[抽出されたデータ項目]
:::

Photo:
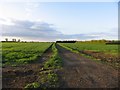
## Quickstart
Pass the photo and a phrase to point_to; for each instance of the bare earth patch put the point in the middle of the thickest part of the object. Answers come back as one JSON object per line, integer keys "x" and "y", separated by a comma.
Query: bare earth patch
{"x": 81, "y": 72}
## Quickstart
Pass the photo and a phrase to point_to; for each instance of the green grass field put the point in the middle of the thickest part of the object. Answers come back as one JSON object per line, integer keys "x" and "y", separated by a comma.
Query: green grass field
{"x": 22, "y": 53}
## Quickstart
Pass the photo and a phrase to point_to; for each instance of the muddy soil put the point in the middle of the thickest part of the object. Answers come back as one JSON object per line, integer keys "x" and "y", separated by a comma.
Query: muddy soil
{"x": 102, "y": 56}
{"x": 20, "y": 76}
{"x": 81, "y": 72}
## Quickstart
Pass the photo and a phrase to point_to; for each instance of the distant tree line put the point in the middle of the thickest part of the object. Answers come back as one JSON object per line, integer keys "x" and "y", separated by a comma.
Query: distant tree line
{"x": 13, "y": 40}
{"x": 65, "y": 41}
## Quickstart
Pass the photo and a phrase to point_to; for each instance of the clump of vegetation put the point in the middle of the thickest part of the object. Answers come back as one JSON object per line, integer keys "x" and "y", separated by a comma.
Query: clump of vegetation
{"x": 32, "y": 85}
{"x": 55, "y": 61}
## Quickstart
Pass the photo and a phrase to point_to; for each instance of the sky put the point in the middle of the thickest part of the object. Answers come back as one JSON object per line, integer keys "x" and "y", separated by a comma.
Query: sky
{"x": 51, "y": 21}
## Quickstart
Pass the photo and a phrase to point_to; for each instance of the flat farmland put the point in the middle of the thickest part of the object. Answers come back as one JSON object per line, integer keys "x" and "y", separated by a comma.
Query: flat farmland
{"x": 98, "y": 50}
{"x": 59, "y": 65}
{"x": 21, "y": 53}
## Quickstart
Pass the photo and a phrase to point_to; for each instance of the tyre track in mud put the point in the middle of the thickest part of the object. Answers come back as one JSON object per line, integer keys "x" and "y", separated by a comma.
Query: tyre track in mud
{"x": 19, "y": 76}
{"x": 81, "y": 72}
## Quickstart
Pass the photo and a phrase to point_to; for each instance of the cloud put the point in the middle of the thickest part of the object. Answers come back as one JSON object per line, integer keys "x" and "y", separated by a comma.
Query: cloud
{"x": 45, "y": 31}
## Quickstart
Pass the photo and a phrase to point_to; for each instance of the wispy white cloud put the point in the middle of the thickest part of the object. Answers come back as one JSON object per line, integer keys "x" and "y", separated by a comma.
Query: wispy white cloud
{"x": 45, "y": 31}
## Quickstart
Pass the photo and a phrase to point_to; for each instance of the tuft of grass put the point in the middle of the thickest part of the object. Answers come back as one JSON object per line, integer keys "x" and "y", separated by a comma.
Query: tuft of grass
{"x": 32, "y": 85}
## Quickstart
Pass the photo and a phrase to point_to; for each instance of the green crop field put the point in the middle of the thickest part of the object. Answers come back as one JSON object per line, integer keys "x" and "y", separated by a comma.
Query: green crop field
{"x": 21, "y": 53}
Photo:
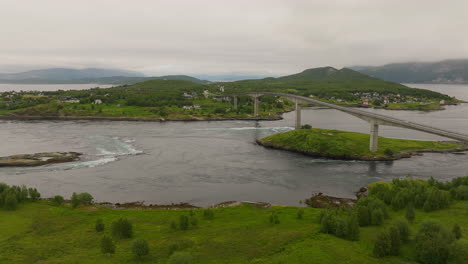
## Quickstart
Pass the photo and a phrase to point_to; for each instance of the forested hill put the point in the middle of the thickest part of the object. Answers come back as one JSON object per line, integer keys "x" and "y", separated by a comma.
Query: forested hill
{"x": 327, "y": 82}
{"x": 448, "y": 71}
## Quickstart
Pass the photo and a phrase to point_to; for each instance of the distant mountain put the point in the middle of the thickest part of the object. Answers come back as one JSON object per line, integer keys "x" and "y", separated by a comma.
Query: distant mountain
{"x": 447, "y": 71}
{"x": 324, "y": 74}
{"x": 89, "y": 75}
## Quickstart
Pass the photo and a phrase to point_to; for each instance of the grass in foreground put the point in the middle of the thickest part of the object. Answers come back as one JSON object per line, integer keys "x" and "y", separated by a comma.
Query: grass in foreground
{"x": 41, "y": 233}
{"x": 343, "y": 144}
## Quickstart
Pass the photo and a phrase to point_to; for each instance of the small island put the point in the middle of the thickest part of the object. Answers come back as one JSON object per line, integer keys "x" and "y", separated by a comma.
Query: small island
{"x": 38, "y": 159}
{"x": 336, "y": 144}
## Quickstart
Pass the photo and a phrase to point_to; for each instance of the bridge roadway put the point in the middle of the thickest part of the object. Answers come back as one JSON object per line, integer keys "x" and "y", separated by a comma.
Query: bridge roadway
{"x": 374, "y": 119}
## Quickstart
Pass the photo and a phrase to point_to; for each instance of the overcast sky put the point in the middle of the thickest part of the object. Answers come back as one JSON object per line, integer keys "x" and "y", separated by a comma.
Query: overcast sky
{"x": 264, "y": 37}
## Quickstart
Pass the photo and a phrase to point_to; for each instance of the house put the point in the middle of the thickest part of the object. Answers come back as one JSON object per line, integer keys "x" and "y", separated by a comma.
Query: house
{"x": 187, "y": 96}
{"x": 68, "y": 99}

:::

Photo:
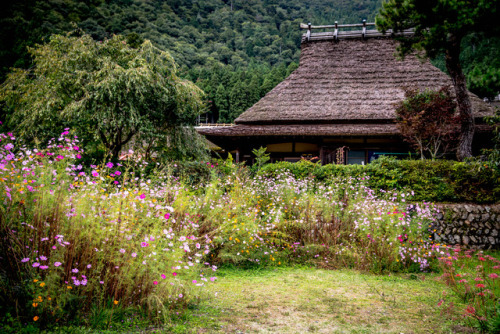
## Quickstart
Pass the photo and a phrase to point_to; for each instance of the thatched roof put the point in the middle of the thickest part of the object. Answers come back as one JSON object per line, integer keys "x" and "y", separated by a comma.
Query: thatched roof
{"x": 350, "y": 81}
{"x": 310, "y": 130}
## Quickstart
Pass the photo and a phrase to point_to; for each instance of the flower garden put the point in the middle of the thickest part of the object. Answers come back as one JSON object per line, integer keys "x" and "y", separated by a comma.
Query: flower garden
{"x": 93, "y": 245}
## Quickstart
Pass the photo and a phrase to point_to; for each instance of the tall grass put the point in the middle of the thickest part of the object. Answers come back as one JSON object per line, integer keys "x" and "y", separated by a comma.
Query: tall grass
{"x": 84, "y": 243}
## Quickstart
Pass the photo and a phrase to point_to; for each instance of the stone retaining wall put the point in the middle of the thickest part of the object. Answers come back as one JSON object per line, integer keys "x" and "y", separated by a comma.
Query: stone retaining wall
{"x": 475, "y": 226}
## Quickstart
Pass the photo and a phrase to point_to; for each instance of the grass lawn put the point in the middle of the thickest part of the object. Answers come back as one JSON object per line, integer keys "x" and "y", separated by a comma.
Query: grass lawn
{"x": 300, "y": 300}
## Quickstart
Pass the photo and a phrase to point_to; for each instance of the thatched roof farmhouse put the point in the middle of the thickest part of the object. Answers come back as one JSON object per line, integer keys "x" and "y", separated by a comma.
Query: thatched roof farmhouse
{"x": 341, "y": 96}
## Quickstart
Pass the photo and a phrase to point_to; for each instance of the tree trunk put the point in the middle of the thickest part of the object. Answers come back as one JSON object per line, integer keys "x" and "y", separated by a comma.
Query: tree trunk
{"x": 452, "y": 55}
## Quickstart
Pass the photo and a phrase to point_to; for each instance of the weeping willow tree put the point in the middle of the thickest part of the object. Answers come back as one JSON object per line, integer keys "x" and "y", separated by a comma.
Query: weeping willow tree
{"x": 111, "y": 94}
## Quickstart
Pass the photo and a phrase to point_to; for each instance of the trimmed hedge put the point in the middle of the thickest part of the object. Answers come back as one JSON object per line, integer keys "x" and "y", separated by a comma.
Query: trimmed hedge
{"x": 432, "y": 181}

:::

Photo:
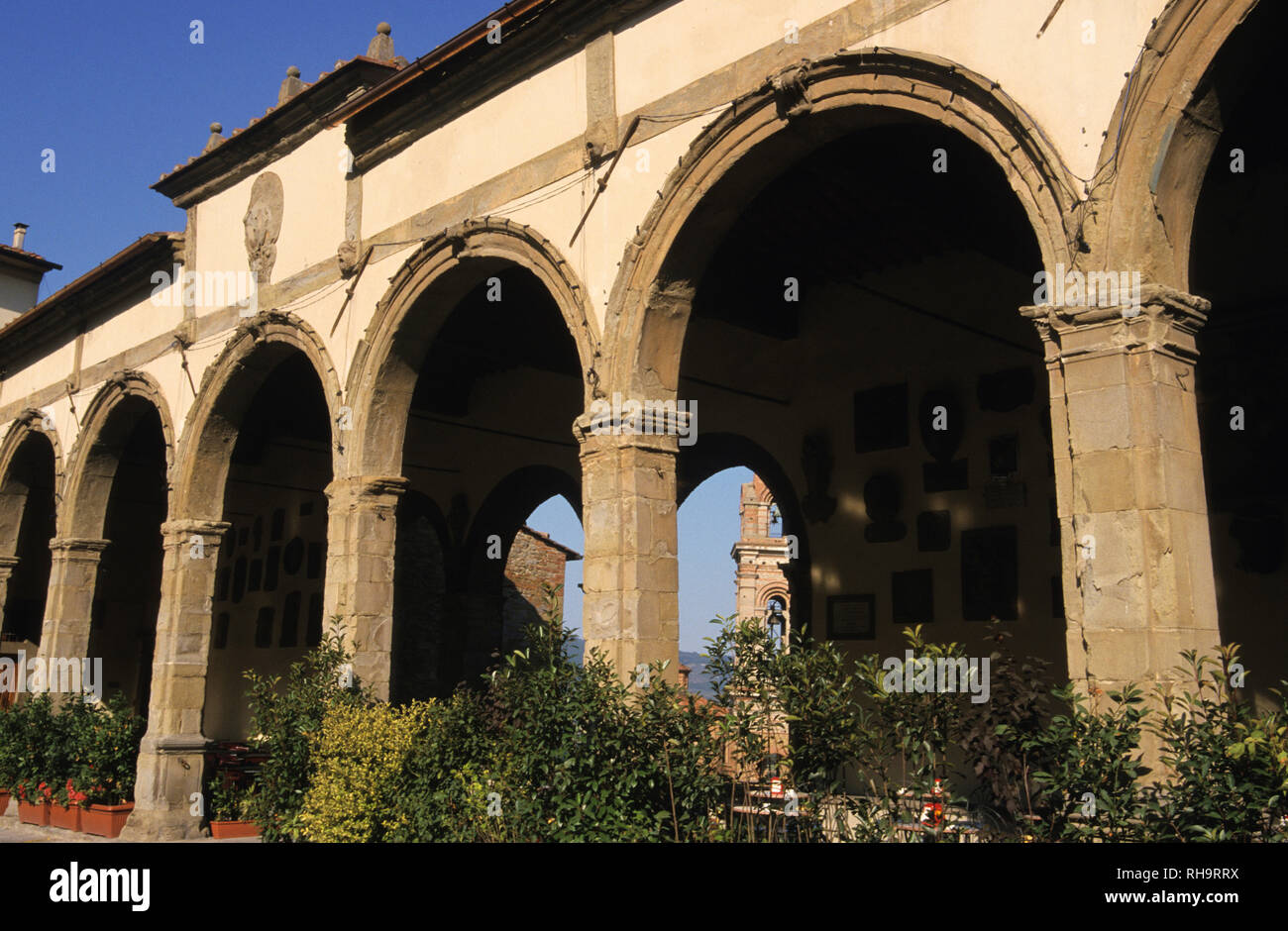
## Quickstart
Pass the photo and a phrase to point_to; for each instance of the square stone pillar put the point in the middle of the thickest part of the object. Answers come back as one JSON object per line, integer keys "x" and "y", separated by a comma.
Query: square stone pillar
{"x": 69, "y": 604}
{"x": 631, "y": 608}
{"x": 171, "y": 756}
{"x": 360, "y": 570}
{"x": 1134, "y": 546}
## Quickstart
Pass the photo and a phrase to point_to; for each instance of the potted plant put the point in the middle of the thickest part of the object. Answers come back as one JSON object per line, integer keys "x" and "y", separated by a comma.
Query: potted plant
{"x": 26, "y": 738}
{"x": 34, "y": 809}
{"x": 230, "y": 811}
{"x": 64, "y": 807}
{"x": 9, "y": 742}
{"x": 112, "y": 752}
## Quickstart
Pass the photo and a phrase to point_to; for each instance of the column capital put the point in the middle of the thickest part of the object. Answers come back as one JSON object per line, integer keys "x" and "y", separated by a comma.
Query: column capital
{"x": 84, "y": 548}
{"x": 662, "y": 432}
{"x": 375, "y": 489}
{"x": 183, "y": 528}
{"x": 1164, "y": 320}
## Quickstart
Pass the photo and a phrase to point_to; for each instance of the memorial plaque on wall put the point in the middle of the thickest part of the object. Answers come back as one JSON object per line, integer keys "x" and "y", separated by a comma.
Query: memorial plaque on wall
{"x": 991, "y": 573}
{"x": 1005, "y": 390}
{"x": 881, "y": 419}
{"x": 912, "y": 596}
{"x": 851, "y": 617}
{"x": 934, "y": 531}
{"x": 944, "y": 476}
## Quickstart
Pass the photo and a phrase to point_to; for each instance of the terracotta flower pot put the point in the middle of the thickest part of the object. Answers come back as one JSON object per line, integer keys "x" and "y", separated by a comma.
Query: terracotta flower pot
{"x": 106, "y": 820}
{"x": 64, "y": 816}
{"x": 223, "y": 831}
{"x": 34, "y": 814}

:::

上のデータで「earth」という文字列を含む行はいくつありますか。数だけを答えてください。

2